**Problem**
Read the data and repeat all of it exactly.

**Data provided**
((

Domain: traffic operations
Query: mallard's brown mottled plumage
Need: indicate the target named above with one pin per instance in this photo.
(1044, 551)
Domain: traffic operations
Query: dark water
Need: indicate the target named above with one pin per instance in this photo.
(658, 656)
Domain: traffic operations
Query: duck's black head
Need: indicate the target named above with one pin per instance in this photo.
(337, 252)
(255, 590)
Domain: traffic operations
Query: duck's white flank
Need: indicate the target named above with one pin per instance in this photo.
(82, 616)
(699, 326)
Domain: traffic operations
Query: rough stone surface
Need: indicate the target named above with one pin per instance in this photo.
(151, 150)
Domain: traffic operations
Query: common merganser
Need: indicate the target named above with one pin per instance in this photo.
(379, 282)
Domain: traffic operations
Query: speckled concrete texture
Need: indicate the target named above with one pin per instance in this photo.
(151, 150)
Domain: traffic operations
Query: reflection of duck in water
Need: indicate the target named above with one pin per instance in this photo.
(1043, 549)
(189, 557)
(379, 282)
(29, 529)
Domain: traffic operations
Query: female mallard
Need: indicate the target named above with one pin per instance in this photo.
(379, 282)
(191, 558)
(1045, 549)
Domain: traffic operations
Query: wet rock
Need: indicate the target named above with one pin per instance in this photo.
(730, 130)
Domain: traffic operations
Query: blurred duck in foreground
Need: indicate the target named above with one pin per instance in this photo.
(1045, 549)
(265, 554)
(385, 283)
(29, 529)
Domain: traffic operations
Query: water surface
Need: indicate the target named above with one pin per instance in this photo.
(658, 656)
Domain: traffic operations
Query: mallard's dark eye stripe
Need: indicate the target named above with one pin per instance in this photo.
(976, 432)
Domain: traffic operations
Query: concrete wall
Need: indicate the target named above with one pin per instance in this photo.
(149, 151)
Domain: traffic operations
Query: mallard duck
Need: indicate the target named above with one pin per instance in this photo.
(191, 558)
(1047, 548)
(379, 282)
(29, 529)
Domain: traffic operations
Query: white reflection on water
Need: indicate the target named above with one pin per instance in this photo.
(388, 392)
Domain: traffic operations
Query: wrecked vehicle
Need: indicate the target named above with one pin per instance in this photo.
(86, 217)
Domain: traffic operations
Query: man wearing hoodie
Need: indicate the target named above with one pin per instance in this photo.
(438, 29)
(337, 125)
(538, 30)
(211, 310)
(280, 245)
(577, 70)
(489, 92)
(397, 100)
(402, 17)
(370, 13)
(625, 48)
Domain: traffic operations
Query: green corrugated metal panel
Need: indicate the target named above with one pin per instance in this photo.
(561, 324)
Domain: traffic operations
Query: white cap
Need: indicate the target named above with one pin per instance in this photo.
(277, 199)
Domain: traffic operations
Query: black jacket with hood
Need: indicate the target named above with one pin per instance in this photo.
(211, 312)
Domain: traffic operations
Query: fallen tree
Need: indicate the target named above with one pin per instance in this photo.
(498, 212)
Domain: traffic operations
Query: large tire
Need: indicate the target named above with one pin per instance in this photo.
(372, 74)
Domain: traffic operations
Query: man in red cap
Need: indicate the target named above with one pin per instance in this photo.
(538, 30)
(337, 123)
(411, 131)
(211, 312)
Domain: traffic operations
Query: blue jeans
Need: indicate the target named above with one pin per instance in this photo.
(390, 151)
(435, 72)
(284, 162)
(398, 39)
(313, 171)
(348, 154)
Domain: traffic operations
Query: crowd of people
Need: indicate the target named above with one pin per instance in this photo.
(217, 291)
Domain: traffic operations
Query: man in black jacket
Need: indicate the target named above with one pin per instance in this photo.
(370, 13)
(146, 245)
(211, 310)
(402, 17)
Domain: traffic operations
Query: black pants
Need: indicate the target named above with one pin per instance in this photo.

))

**Exercise solution**
Domain: traffic operations
Query: mallard's brown mottled plumage
Need: indicate the target named above with one pin per instance in this photo.
(1044, 551)
Domain: traffic operations
Query: dark water
Need: indicate the target named above with one pin per instance in this photo.
(658, 656)
Domain: traffic operations
Query: duck's black head
Need: indicate the target named above with one pin per instance in this photo.
(337, 252)
(255, 590)
Domain: traffic operations
Query: duck's white flank
Need: indicate the target named above with one pin per instance in this photo.
(82, 616)
(699, 326)
Domain: traffic operations
Query: rough stone surface
Need: indicate the target named above with one pin per instance in this photo.
(151, 150)
Domain: traffic operations
Query: common merganser
Need: indicate the target named above with one pin per instance in this photo.
(379, 282)
Domain: traffic operations
Query: speckled concrete texture
Need: indicate the target named above with one pin per instance in this photo.
(151, 150)
Domain: traffic operations
Query: reflection of duck in water
Need: indicate the target named above with one pin per instance in this photo.
(1043, 549)
(189, 557)
(379, 282)
(29, 529)
Domain: traffic operations
Query: female mallard
Need: indicate the target named above with one pin per instance in this photo.
(379, 282)
(191, 558)
(1045, 549)
Domain: traffic operations
Query: wet rock
Need: indicate the target named above with one pin per instance in this photo.
(730, 130)
Domain: traffic operations
Query: blurred duck in foreground
Need: indicate the target named above with one pin per instance in this photo.
(1045, 549)
(265, 554)
(385, 283)
(29, 529)
Domain: traffic operations
Query: water surface
Need: indicate the target named above with one pin per instance in this photo.
(658, 656)
Domain: traffic operations
Query: mallard's dark eye stripe
Need: indicate the target named above with one pin per instance in this photo.
(976, 432)
Domain: traffic operations
Query: concrete wall
Need: indicate the target named above with one pin per instance in this photo.
(149, 151)
Domain: traffic operations
Query: mallard duck
Need: indicate the target named above with one pin per instance in this photo.
(191, 558)
(1047, 548)
(379, 282)
(29, 529)
Domain: traffic operations
Query: white reflection on water
Need: indicate the target named above with one pin per instance in this photo.
(388, 392)
Domain: traffic operations
Query: wrecked vehicle
Need: indicate the target named above with one pin per instance in this photo.
(86, 217)
Domain: traffic operations
Query: man wearing hoodie
Need: indicate the target named above with one pin per instance in this photo.
(438, 29)
(337, 125)
(538, 30)
(211, 310)
(280, 245)
(577, 70)
(489, 92)
(397, 100)
(402, 17)
(370, 13)
(625, 48)
Domain: traffic operations
Query: green corrugated metal panel
Need: indicate the target named above with one pin per instance in this photo.
(561, 324)
Domain: traffic operations
Query: white cap
Need: indicate the target named above with one pin per instance in this photo.
(277, 199)
Domain: traffic operations
Query: black jacket with hood
Need: indicate the target named above with one pin per instance in this photo.
(211, 312)
Domain: traffic operations
Query: fallen tree
Need: indicate the target named above with one pin per instance in this photo.
(498, 212)
Domain: traffic operations
Query: large tire
Need: indicate the target named above with one pin per instance in this photo.
(372, 74)
Domain: traffic operations
Query: man in red cap
Need: indicate the target named above with one pin per instance in this photo.
(538, 30)
(337, 123)
(411, 131)
(211, 312)
Domain: traffic operations
Query: blue jeans
Need: indicate the target named above with one pin per instance in this photo.
(390, 151)
(435, 72)
(284, 162)
(398, 39)
(313, 171)
(348, 154)
Domain: traffic operations
Query: crowd of people
Need: indicate the target named above with one pin per instance in this photo.
(217, 291)
Domain: traffic operations
Query: man in black jacket
Need: indicate the target named above with one pin per instance in this photo.
(370, 13)
(146, 245)
(211, 310)
(402, 17)
Domain: traffic operations
Query: black pants
Need: indicate the target named above with one pin per instance in this photo.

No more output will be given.